WRITTEN EXERCISE 1 - Set down the passage from the Kubernetes volumes post word for word, starting at the words "K8s: Volumes &" and stopping after the words "we need Volumes?".

## start SOURCE EXCERPT

K8s: Volumes & Claims — Part1

Sandeep Baldawa
The Startup
Published in
7 min readNov 1, 2020

Kubernetes (K8s) was originally developed as a platform for stateless applications with the idea that persistent data will be stored separately. However, as the project matured, many organizations wanted to also leverage K8s for their stateful applications, so persistent volume management was added.

In this blog post, we will try to understand Persistent Volumes and Claims with examples. The flow we will try to go with is

- Understand the basics of volumes & how to use the same- Ephermeral volumes- Persistent Volumes- How to use the same practically

Why do we need Volumes?

Pods are ephemeral; they come and go frequently. What if you have data that you must keep even if the POD goes down? This requirement means that we need to make the POD and its associated data loosely coupled — essentially, this would allow data to exist independent of any POD. This data is called a Kubernetes Volume, and it helps persist state across multiple PODs. A persistent volume is like an external hard drive; you can plug it in and save your data on it.

P.S.- The documentation from the K8s official site has more details.

The high-level idea of Kubernetes Volumes

Why another K8s Object?

## end SOURCE EXCERPT

WRITTEN EXERCISE 2 - Rewrite every line of the listing below, swapping "metal pole" for "steel pole" and changing nothing else. Omit the pictures from your answer.

## start EXERCISE INPUTS

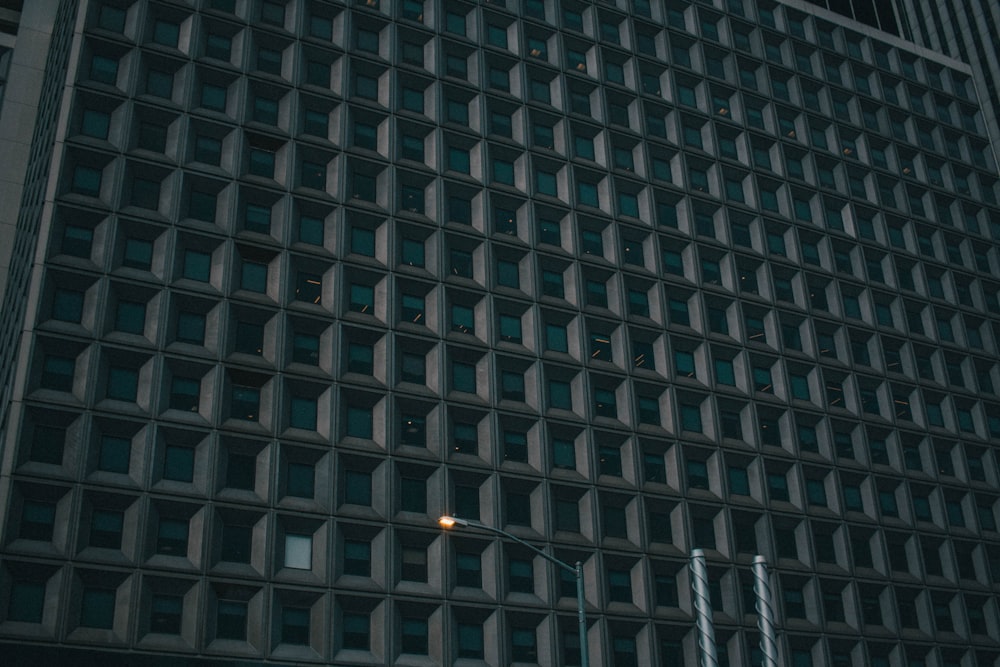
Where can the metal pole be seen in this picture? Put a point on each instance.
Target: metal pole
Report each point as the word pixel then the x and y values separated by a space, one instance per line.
pixel 581 616
pixel 703 609
pixel 581 601
pixel 765 612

## end EXERCISE INPUTS

FINAL ANSWER 1 -
K8s: Volumes & Claims — Part1

Sandeep Baldawa
The Startup
Published in
7 min readNov 1, 2020

Kubernetes (K8s) was originally developed as a platform for stateless applications with the idea that persistent data will be stored separately. However, as the project matured, many organizations wanted to also leverage K8s for their stateful applications, so persistent volume management was added.

In this blog post, we will try to understand Persistent Volumes and Claims with examples. The flow we will try to go with is

- Understand the basics of volumes & how to use the same- Ephermeral volumes- Persistent Volumes- How to use the same practically

Why do we need Volumes?

FINAL ANSWER 2 -
Where can the steel pole be seen in this picture? Put a point on each instance.
Target: steel pole
Report each point as the word pixel then the x and y values separated by a space, one instance per line.
pixel 581 616
pixel 703 609
pixel 581 601
pixel 765 612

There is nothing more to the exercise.